Pointing records

[start]

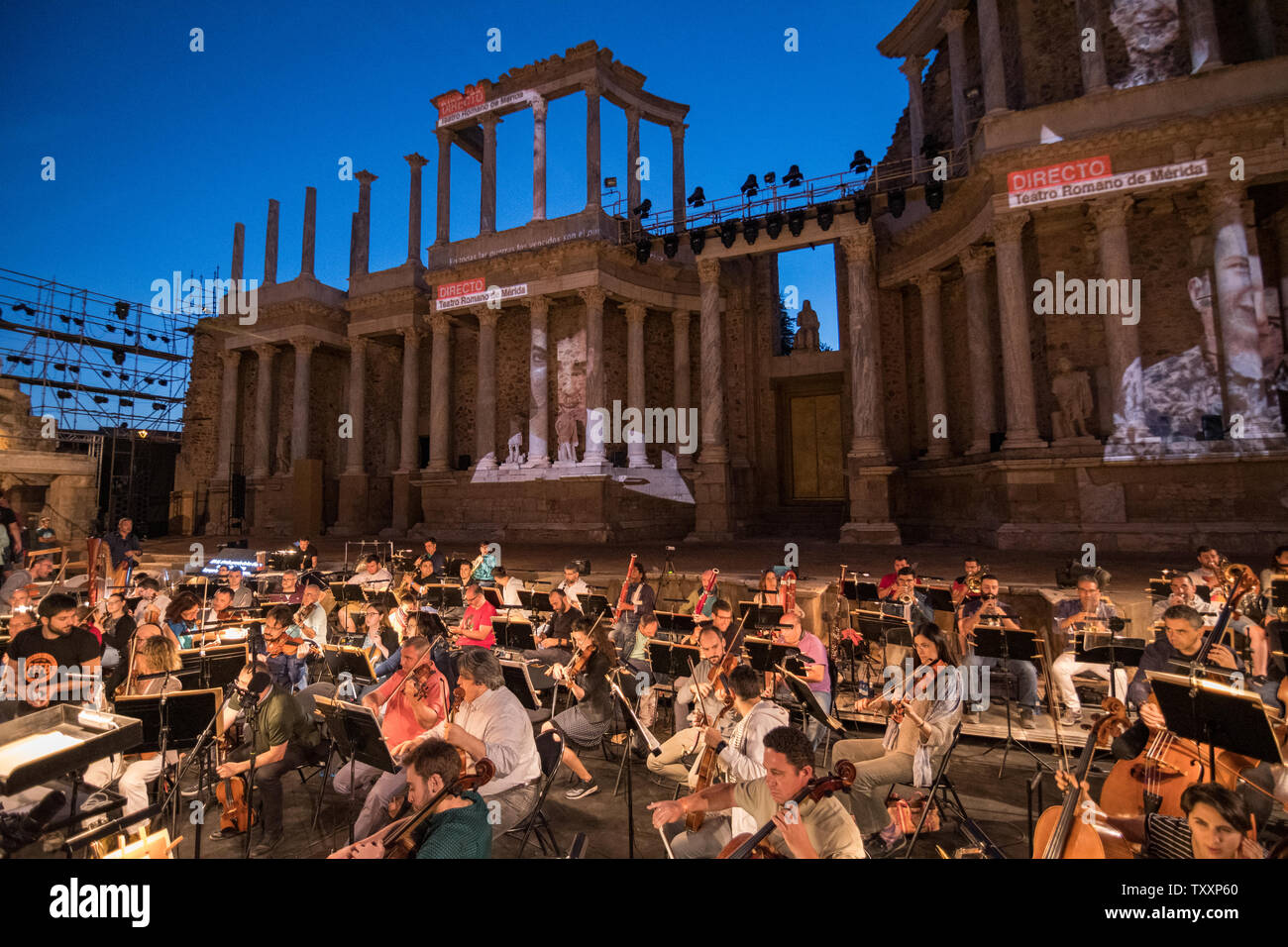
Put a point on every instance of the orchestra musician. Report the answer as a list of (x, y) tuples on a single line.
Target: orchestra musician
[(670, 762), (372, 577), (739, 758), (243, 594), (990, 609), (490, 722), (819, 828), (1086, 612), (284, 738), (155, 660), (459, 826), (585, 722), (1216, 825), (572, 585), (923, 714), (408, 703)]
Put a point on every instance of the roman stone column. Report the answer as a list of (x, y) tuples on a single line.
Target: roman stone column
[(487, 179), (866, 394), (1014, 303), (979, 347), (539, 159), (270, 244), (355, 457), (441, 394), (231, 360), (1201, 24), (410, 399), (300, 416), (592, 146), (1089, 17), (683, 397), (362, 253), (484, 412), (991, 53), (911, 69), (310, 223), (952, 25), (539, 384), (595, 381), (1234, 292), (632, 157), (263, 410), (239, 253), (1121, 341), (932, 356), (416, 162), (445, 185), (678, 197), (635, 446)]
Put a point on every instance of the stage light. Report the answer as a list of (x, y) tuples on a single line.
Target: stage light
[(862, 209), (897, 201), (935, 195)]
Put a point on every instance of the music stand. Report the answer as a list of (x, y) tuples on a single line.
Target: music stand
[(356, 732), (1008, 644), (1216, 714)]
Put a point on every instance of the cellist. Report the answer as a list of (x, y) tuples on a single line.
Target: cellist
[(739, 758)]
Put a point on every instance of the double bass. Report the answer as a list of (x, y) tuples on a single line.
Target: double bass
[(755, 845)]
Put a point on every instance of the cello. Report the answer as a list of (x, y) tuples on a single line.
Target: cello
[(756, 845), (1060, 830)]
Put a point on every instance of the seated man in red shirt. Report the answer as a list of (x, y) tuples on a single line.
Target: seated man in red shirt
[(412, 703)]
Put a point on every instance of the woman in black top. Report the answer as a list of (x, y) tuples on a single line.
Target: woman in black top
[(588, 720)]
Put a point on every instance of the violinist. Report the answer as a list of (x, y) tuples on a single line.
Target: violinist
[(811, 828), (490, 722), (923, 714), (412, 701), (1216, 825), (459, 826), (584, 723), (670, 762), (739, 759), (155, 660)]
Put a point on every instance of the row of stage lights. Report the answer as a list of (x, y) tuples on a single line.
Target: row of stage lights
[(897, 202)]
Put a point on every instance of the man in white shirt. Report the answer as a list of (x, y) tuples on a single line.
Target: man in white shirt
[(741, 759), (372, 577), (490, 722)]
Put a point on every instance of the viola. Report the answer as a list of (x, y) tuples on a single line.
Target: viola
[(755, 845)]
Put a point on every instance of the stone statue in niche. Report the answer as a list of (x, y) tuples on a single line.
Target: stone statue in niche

[end]

• Exercise: From the line containing "Put a point on every instance of the row" down to the final line of the data, write out every line exactly; both the first and last of these belong in your answer, and nothing else does.

• Complete response:
Put a point on every instance of the row of stage lights. Report the answer as a list of (x, y) tuples on a single line.
Target: row of stage lights
[(897, 202)]
Put a point on every instance of the man in white shirt. Report the answer as a list of (x, y) tuples on a single line.
Target: man in white shirt
[(741, 759), (372, 577), (490, 722)]
Put a point on every instance of the viola. Report the answer as a list of (x, y) tuples on a single line.
Target: viola
[(755, 845)]
Put a point on every instance of the stone statue in niche. Report the answer as a list of (x, y) tuples on a single line.
Target: stone statue in niche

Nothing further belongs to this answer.